> Fragmento de texto
↓

- Texto y Foto: Irene Vázquez Gudiño
Los tamales de harina
*Con amor para Airincita y Betito.

Comencé a escribir este texto a mediados del mes de agosto, explicando los motivos por los cuales me encuentro en Pueblo Bonito, sin embargo, dichas razones han cambiado y ahora sigo aquí por puro gusto. No vale la pena que les cuente sobre lo anterior, pero sí es importante hacerles saber que tenía ocho meses sin venir y sin probar la comida tangancicuarense (¡uf! Qué largo suena el gentilicio de Pueblo Bonito y qué largos fueron también todos esos meses).
Por acá el número de personas infectadas por el virus de la covid-19 se mantiene en un vaivén, por lo que no he podido ir al mercado ni a saludar a varias de mis personas queridas. Mi papá se ha encargado de comprar la comida semanalmente, basándose en una lista que le escribe mi mamá un día antes. “¿Quieren piña?, ¿una o dos papayas?”, nos pregunta ella. Él agrega: “De mango ni me digan porque voy a comprar lo de siempre” [¡un chingo!].
En una de las sobremesas en las que mi mamá suele escribir dichas listas, salieron a tema los tamales de harina y, entre nostalgia y antojo, suspiramos. Resulta que las Vázquez Gudiño amamos los tamales, por lo que mi mamá sugirió que un domingo, día en que nadie de la familia trabaja, los hiciéramos.
Ustedes se preguntarán [aquí estoy suponiendo cierta interacción virtual]: ¿Cómo que tamales de harina? Su nombre se debe a que están hechos, a diferencia de los de maíz, con harina de trigo, aunque también van envueltos en hojas de mazorca y se cuecen al vapor. El resultado son unas pelotitas blancas y esponjosas.
Estos tamales están presentes en la región p ́urhépecha de Michoacán y suelen comerse con atole [de tamarindo, aguamiel, zarzamora, cereza, piña, leche, etc.] como desayuno; pero en Pueblo Bonito más que comerlos con atole nos gustan rellenos de carnitas, mole o tinga; por cierto, aquí la tinga se parece a un mole coloradito con carne deshebrada de pollo o cerdo. Estos tamales estuvieron presentes en muchas fiestas de mi infancia, era común que en los cumpleaños se sirvieran con tinga o mole. En cambio, los rellenos de carnitas los reservábamos para el desayuno dominical, servidos con una salsa de col (acá le decimos repollo), cebolla, jitomate, cilantro, rábano, sal y limón.

↑

> Exploración del material
**1)** Según el texto sobre los tamales de harina, ¿qué día sugirió la madre prepararlos y por qué ese día?
**2)** Indique si cada afirmación concuerda con el texto sobre los tamales de harina y cite las palabras del texto que lo deciden: (a) Los tamales de harina se cuecen al vapor. (b) En los cumpleaños era común servir los tamales rellenos de carnitas. (c) La madre se encarga de comprar la comida cada semana.
**3)** Resuma el texto sobre los tamales de harina en dos oraciones.

> Extracto de datos
↓

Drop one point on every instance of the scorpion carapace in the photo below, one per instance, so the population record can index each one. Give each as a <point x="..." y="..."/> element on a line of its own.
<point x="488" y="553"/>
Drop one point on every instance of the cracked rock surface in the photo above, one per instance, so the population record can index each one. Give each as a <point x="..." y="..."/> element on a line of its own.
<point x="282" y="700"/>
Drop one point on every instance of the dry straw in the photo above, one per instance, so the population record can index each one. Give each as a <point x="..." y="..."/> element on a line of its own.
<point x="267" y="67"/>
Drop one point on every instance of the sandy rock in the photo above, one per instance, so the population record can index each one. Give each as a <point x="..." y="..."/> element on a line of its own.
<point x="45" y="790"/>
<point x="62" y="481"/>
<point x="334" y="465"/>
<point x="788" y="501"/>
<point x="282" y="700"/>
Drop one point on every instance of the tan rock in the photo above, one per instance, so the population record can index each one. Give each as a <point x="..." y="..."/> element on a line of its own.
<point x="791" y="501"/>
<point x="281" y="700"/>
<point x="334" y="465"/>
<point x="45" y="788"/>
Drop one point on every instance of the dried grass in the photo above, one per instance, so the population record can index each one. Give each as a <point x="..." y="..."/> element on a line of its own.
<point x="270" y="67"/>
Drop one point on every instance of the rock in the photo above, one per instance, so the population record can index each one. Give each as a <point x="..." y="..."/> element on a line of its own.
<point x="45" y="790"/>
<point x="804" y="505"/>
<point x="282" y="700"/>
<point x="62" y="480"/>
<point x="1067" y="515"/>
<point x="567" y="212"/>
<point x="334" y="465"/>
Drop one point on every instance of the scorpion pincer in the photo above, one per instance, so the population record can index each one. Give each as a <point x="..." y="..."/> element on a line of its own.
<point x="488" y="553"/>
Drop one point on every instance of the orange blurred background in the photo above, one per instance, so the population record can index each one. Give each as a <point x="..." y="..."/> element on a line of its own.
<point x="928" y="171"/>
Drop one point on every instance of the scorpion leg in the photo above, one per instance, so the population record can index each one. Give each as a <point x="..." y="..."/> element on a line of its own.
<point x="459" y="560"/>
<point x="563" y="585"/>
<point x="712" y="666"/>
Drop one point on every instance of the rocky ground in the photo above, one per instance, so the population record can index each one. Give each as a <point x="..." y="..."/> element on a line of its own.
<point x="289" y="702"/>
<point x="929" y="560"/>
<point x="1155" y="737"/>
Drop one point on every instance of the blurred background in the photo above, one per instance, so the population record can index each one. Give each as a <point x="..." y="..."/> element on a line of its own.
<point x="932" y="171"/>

↑

> Clave de respuestas
**1)** Un domingo, porque es el día en que nadie de la familia trabaja.

**2)**
(a) Sí: «se cuecen al vapor».
(b) No: «era común que en los cumpleaños se sirvieran con tinga o mole».
(c) No: «Mi papá se ha encargado de comprar la comida semanalmente».

**3)** Durante una sobremesa en Pueblo Bonito, la conversación llegó a los tamales de harina, y la madre sugirió prepararlos un domingo. Estos tamales, hechos con harina de trigo, envueltos en hojas de mazorca y cocidos al vapor, suelen comerse con atole en Michoacán, pero en Pueblo Bonito se prefieren rellenos de carnitas, mole o tinga.